### GIVEN TASK
Copy out the lines below word for word.

# # # # # # #

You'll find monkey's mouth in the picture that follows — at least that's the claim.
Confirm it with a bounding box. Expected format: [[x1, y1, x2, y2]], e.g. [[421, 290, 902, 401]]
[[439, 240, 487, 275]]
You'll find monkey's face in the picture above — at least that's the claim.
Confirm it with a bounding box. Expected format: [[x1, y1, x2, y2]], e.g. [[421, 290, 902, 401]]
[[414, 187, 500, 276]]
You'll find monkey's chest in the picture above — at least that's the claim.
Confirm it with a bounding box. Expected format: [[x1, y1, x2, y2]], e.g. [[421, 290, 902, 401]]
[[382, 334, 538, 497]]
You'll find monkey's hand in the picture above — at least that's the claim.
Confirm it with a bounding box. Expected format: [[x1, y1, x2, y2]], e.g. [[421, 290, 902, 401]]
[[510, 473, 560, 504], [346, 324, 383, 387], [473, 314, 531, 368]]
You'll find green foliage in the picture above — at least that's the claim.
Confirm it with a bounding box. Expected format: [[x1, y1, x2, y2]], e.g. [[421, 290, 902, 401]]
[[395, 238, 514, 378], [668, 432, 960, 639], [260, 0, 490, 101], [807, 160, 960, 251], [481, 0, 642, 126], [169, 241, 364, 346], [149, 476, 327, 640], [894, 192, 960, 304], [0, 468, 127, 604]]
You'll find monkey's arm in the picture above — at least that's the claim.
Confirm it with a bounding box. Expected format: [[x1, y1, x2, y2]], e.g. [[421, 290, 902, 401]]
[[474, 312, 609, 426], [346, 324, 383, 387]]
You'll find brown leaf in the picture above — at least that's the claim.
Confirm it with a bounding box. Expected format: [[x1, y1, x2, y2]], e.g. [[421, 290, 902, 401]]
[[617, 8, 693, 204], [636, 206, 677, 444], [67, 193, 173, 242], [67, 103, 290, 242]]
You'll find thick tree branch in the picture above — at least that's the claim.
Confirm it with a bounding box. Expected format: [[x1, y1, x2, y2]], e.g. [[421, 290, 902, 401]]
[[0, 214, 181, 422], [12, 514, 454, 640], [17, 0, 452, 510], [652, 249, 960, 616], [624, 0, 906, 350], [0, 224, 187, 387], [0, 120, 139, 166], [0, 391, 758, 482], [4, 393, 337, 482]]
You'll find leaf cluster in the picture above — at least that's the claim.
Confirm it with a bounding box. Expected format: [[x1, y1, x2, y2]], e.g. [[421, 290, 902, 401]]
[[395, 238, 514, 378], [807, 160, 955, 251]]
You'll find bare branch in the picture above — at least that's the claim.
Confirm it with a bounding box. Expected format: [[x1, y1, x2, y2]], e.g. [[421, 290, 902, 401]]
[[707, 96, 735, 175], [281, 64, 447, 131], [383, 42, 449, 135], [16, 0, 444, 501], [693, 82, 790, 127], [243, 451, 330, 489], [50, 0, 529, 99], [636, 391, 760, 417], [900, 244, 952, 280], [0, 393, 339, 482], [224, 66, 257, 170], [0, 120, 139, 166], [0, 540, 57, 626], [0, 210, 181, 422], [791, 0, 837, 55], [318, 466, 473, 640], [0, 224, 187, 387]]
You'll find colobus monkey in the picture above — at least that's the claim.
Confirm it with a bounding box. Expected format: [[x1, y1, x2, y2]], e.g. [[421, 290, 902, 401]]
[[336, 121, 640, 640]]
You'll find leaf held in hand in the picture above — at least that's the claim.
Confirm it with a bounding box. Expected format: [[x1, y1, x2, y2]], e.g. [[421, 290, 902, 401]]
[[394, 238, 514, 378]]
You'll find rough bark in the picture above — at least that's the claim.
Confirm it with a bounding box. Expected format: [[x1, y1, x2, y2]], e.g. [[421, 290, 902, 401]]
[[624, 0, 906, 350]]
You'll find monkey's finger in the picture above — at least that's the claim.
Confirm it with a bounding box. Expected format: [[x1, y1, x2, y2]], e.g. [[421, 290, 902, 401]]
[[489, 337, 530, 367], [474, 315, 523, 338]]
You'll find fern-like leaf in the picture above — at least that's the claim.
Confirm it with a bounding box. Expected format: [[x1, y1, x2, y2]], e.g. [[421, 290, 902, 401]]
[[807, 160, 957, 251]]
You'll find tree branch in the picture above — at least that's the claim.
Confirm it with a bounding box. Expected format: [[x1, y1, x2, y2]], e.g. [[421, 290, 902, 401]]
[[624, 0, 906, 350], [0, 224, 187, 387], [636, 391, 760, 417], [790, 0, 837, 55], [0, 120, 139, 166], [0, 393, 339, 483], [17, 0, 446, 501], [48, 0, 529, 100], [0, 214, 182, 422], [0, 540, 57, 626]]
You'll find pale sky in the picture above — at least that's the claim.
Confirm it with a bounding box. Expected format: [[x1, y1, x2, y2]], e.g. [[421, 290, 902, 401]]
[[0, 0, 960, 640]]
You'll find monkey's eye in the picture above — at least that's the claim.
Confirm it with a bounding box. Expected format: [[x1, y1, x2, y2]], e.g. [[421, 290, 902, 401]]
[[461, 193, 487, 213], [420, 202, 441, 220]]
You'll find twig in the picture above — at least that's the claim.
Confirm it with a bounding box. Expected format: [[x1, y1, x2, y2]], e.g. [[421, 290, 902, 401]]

# # # # # # #

### REPLY TO THE TASK
You'll find monkey's mouth in the picture that follows — at least that's the claim.
Confirm it with a bounding box. Expected format: [[x1, y1, x2, y2]], e.g. [[421, 290, 902, 401]]
[[439, 240, 487, 275]]
You'll find monkey's face in the picture above — at least that's the claim.
Confirm it with a bounding box. Expected format: [[x1, y1, x2, y2]], e.g. [[421, 290, 902, 401]]
[[414, 187, 500, 276]]
You'll find monkey's chest in the picture above — at least that's the claim.
Confirm it with a bounding box. Expected format: [[x1, y1, x2, y2]], e.g. [[421, 290, 902, 401]]
[[382, 334, 538, 497]]
You'll find monkey's hand in the picture above — at least that's the claim.
Confirm it with a bounding box. Expected format: [[x1, y1, x2, y2]], e.g. [[421, 290, 902, 401]]
[[510, 473, 560, 504], [346, 324, 383, 387], [473, 314, 531, 368]]
You'll find green foliage in the picture above — at least that's the claim.
Confirm it with a bounding box. Expected format: [[x1, y1, x2, y2]], e.g. [[421, 290, 902, 401]]
[[395, 238, 514, 378], [668, 432, 960, 639], [260, 0, 490, 101], [807, 160, 960, 251], [481, 0, 642, 126], [169, 241, 364, 346], [149, 476, 327, 640], [894, 192, 960, 304], [0, 468, 127, 604]]
You'll find monkey's arm in the picture above — at least that's the claim.
Confirm it with a bounding box. Expected format: [[x1, y1, x2, y2]], e.g. [[421, 290, 902, 401]]
[[474, 312, 609, 426], [346, 324, 383, 387]]
You'll find brown leaf in the picture above — at least that's the claim.
Confirm it with a bounding box. Expected format: [[x1, y1, x2, y2]], e.g. [[421, 290, 902, 401]]
[[617, 8, 693, 204], [636, 206, 677, 444], [67, 193, 173, 242], [67, 103, 290, 242]]
You'll find thick tree branch in the picture above — at least that's the claim.
Confirm it with a bounding box. Expected format: [[x1, y1, x2, y2]], e.g. [[421, 290, 902, 401]]
[[0, 214, 181, 422], [12, 514, 454, 640], [17, 0, 452, 510], [652, 249, 960, 616], [624, 0, 906, 350], [0, 224, 187, 387], [0, 120, 139, 166], [0, 391, 758, 482], [4, 393, 337, 482]]
You'll find leaf cluster in the picture above — at least that's the claim.
Confirm it with a bounding box. Expected format: [[x1, y1, x2, y2]], e.g. [[421, 290, 902, 401]]
[[395, 238, 514, 378], [807, 160, 955, 251]]
You'll find bare branch in the picture above — at least that's the claim.
Confirm it with a bounding box. Expected format: [[x1, y1, x2, y2]], e.g. [[421, 290, 902, 401]]
[[707, 96, 735, 175], [281, 64, 447, 131], [383, 42, 449, 135], [16, 0, 444, 501], [693, 82, 790, 127], [243, 451, 330, 489], [50, 0, 529, 99], [636, 391, 760, 417], [900, 244, 952, 280], [0, 393, 339, 482], [224, 66, 257, 170], [0, 120, 139, 166], [0, 540, 57, 626], [0, 210, 181, 422], [791, 0, 837, 55], [318, 466, 473, 640], [0, 224, 187, 387]]
You'll find colobus monkey in the picture above — at least that's the claim.
Confirm it with a bounding box. Expected format: [[x1, y1, x2, y2]], e.g. [[421, 290, 902, 401]]
[[336, 121, 640, 640]]
You'll find leaf held in hand in the picture above — at least that's the claim.
Confirm it with a bounding box. Expected format: [[x1, y1, x2, y2]], e.g. [[421, 290, 902, 401]]
[[394, 238, 514, 378]]
You'll find rough bark in the picture above — at least that's the claim.
Confirm it with a bounding box. Expected format: [[x1, y1, x2, y2]], e.g. [[421, 290, 902, 401]]
[[624, 0, 906, 350]]
You'll find monkey's finger in the picture above — at least that's the claim.
Confirm it with a bounding box. Expected format: [[x1, y1, x2, y2]], e.g. [[421, 290, 902, 401]]
[[489, 337, 530, 367], [474, 315, 523, 338]]
You'll find fern-like leaf in the picture above — at least that's the claim.
Confirm it with a bounding box. Expected format: [[x1, y1, x2, y2]], e.g. [[421, 290, 902, 401]]
[[807, 160, 957, 251]]
You'll find tree branch in the picture above — at least that's the claim.
Confirm it with a bounding box. Expected format: [[x1, y1, x2, y2]], e.g. [[421, 290, 902, 401]]
[[624, 0, 906, 350], [0, 224, 187, 387], [636, 391, 760, 417], [790, 0, 837, 55], [0, 120, 139, 166], [0, 393, 339, 483], [17, 0, 446, 501], [48, 0, 529, 100], [0, 214, 182, 422], [0, 540, 57, 626]]
You'll find pale sky in the picture above — at least that's the claim.
Confirm it with a bounding box. Expected format: [[x1, y1, x2, y2]], e.g. [[421, 290, 902, 401]]
[[0, 0, 960, 640]]
You'll find monkey's eye in the picture above — at least that's the claim.
Confirm it with a bounding box. Expected format: [[x1, y1, x2, y2]], e.g. [[421, 290, 902, 401]]
[[461, 193, 487, 213], [420, 202, 441, 220]]
You'll find twig in the picture above — at least that's the claim.
Confirm it with a bounding box. Expected format: [[x1, y1, x2, y2]], e.g. [[421, 290, 902, 401]]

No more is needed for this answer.